> _TESTO DA LEGGERE_
__________

Cosa faceva Giuseppe Verdi a Treviglio, lungo i viali della stazione ferroviaria, da poco inaugurata, ubbidiente ai dettami dei medici, che gli imponevano lunghe passeggiate contro la “febbre gastrica recidivante”? Semplicemente si confrontava, conversando, con illustri personaggi locali, destinati a divenire protagonisti della storia e della cultura di quegli anni eroici dell’Italia Risorgimentale, come Tommaso Grossi, Gian Battista Nazari, Andrea Verga, Giacomo Sangalli.
E a Clusone, ossessionato dalla Danza macabra, alla cui vista si riproponeva di scrivere una grande sinfonia di rara potenza espressiva, capace di esorcizzare il tema inquietante della morte, come una Messa di Requiem? Semplicemente godeva dell’ospitalità della Contessa Clara Maffei, nel suo palazzo in valle, alternativa privilegiata al famosissimo salotto milanese.
E a Bergamo, affascinato eppur costretto a fuggire per i contrastanti stati d’animo, davanti alla statua d’oro del Colleoni a cavallo, foriera dei fantasmi dell’umana vanità, non differenti da quelli che incontrava conversando col Donizetti ormai malato? Semplicemente si confrontava coi temi della memoria e del genio, uscendone turbato, ma non piegato e pronto a ricominciare la lotta.
Questi sono solo alcuni passi che sarebbe possibile ripercorrere a fianco del Grande Musicista, lungo i sentieri bergamaschi che il Maestro ha compiuto in una terra feconda e singolare, che seppe attrarre “il genio” in ogni tempo.

__________

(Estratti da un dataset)

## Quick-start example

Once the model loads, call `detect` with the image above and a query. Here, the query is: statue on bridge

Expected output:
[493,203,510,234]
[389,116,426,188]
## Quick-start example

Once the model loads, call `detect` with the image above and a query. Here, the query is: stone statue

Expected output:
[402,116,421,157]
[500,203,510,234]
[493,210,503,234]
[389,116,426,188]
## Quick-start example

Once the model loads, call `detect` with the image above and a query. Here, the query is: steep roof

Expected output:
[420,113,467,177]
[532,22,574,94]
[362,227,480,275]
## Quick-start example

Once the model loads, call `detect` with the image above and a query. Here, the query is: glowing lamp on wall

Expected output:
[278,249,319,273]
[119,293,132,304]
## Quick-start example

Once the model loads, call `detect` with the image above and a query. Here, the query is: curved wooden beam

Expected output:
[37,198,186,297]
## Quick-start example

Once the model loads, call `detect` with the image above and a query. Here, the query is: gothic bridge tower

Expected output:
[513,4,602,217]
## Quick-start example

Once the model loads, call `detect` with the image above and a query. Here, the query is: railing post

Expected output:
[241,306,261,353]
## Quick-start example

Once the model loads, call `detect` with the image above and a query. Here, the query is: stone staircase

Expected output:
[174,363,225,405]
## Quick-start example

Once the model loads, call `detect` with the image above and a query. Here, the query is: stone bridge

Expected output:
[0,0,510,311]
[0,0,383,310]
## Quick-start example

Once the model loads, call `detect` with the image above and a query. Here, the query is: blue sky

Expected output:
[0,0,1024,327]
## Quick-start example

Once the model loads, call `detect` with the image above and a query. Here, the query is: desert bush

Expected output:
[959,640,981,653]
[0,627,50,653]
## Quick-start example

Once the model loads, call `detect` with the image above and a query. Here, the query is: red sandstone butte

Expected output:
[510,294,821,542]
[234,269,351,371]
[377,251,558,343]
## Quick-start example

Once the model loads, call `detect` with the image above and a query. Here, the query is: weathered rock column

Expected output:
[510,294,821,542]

__________

> _CONSEGNA_
Rispondi alle domande seguenti sul testo dedicato a Verdi nel Bergamasco.
(a) Che cosa imponevano i medici a Verdi contro la "febbre gastrica recidivante"?
(b) Di chi godeva l'ospitalità Verdi a Clusone?
(c) Davanti a quale statua si trovava Verdi a Bergamo?

> _RISPOSTA_
(a) Lunghe passeggiate.
(b) Della Contessa Clara Maffei, nel suo palazzo in valle.
(c) Davanti alla statua d'oro del Colleoni a cavallo.